Object point labels:
>> start
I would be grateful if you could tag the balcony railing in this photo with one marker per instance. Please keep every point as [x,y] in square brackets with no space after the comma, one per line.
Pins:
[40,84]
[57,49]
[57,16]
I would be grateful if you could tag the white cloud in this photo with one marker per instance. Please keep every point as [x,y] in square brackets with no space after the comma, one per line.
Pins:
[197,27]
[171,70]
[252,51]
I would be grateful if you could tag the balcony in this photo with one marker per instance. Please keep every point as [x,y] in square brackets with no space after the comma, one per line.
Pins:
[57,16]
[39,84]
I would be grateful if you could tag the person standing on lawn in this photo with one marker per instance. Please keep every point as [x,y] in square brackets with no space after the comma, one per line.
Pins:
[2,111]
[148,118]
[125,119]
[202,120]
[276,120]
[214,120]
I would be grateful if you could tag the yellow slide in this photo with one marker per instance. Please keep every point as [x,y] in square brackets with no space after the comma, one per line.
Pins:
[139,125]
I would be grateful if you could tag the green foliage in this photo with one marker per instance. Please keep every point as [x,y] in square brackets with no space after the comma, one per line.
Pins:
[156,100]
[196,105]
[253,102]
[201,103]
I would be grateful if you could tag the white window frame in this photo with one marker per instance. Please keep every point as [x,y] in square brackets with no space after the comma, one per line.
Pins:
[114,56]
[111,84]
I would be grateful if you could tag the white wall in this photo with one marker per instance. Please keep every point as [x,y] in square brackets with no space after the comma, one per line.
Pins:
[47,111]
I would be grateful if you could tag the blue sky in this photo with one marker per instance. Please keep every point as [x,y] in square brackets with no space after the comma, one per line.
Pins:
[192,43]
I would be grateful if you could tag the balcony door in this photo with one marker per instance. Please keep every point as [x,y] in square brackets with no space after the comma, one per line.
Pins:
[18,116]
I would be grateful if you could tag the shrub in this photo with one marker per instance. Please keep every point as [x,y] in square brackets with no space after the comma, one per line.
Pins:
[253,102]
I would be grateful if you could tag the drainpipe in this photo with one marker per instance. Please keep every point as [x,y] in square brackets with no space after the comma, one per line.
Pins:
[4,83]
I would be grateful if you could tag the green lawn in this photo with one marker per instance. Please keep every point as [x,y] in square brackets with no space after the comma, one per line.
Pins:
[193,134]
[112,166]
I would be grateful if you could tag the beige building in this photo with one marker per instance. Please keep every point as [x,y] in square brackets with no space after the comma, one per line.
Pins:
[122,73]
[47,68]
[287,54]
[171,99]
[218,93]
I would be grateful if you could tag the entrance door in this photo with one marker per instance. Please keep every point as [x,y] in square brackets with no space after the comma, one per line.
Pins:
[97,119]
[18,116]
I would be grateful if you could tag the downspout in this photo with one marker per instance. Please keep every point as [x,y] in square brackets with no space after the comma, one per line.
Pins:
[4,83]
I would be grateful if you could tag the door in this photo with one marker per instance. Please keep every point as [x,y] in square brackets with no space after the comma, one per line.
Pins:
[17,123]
>> end
## Written exercise
Please reproduce the listing above line for line, changing nothing.

## Result
I would be grateful if you could tag the balcony railing in this photo with one marker per instance. Please keep every point as [x,y] in square brackets with no space after the comma, one per line.
Pins:
[40,84]
[57,49]
[57,16]
I would be grateful if you could tag the white cloud in this photo with one marker per instance. Please keep every point as [x,y] in square brackets with no space after the comma, one per line.
Pins:
[197,27]
[171,70]
[252,51]
I would be grateful if you could tag the balcony in this photo with one marker per instance. Please keep every point as [x,y] in square brackets with no space after the comma, one per line.
Pins:
[57,16]
[39,84]
I would be grateful if you could tag the person standing on lawn in this photo with one marker per instance. Please keep every point as [x,y] in square brackets with no space after the comma, one per line.
Pins:
[2,111]
[148,118]
[125,119]
[202,120]
[276,120]
[214,120]
I would be grateful if you could tag the yellow slide in this photo with one marker per instance. Please keep every point as [x,y] in square brackets with no space after the comma, one per line.
Pins:
[139,125]
I would be grateful if you could tag the green foliage in this photo with one marker per instance. Please keep every point as [x,y] in square brackets with no space after the comma, one per line.
Pins:
[156,100]
[196,105]
[253,102]
[201,103]
I would be grateful if you could tag the white window frame in this photo with one marker per instance. Please keep every point as [x,y] in square brackets with no space after the comma, one per line.
Pins:
[114,56]
[111,84]
I would be grateful if you could tag the white wall in this photo with one marker per instance. Please keep every point as [x,y] in square brackets with no space after the comma, one per line.
Pins:
[47,111]
I would be grateful if you could tag the blue sky in this photo with one marker per instance. Please keep every point as [x,y] in square brackets with no space after the comma, one per line.
Pins:
[192,43]
I would be grateful if you could tag the balcony door in this photo with one marker per instance. Please keep every point as [x,y] in square brackets with no space after the comma, one per line.
Pins:
[18,116]
I would be grateful if you could tag the shrub in this photo with one marker per instance. Please keep every point as [x,y] in square brackets with no space after the comma, one per line.
Pins:
[253,102]
I would be grateful if you could tag the drainpipe in this photo with one marker per instance. Please keep every point as [x,y] in square brackets with no space after the comma, one per line.
Pins:
[4,83]
I would be grateful if you could tag the green lawn in this photo with one marker per instance. Please keep every point as [x,y] in square brackets with no space after the comma, one per line.
Pins:
[193,134]
[112,166]
I would be grateful if you could tag the beige building in this photo with one marker per instance. Please keep every point as [x,y] in square brackets with no space after the comma, one per line.
Pins:
[122,73]
[47,68]
[287,54]
[171,99]
[218,93]
I would be grateful if you could tag the entrance door in this photo with one marker per instance. Please keep every point as [x,y] in square brackets with no space after the comma, one per line.
Pins:
[97,119]
[18,116]
I would be grateful if you could tag the downspout in this photo with one marker per instance. Please keep every point as [x,y] in square brackets with no space after the comma, one per line.
Pins:
[4,83]
I would be grateful if you could tag the door in this photo with one marker per instance. Please keep every point as [x,y] in square brackets with no space after the comma, one per line.
Pins:
[17,123]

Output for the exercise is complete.